**Information:**
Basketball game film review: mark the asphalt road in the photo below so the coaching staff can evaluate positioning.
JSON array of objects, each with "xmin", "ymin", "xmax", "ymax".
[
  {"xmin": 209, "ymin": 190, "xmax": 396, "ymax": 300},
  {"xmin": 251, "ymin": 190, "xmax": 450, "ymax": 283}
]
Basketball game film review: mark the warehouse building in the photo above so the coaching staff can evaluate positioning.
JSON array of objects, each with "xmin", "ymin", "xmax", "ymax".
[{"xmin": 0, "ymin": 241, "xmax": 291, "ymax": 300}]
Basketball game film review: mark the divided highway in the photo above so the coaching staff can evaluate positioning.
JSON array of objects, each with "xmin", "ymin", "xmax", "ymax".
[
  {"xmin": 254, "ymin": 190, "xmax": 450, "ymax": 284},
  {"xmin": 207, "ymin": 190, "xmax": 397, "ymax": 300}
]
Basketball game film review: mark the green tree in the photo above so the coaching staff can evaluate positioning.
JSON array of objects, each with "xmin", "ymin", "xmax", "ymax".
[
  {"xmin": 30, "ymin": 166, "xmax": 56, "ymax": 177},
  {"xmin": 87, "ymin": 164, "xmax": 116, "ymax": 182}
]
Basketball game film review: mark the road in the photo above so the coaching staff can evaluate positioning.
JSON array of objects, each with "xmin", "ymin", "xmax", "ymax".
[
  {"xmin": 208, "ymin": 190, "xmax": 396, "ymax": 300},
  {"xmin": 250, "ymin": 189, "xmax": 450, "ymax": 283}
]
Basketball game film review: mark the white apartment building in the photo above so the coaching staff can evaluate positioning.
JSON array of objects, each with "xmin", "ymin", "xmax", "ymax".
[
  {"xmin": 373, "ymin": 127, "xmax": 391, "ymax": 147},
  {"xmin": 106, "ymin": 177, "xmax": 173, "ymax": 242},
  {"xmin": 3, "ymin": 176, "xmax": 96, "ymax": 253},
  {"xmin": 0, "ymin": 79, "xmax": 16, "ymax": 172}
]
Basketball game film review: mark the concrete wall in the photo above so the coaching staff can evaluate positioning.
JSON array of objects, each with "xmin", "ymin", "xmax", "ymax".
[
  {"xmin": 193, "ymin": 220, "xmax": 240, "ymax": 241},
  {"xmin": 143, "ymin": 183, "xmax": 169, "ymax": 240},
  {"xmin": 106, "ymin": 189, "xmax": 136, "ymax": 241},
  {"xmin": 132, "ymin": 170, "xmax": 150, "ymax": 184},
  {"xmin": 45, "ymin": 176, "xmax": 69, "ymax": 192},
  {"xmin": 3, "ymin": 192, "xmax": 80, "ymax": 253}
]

**Description of the task:** Filter the records above for lines containing the word "game", and copy those lines.

**Reply to the exercise:**
Basketball game film review: mark the asphalt road in the photo below so the coaching staff can evaluate positioning.
Basketball game film review: mark the warehouse building in the photo above so the coaching staff can evaluate positioning.
Basketball game film review: mark the divided highway in the photo above so the coaching staff can evaluate positioning.
Basketball game film review: mark the green tree in the photo above so the coaching staff can evaluate positioning.
Basketball game film review: mark the road in the photo above so the coaching staff can evaluate positioning.
Basketball game film review: mark the white apartment building in the photo above so the coaching staff can evaluate positioning.
Basketball game film review: mark the concrete wall in the photo above so the coaching staff can evaluate positioning.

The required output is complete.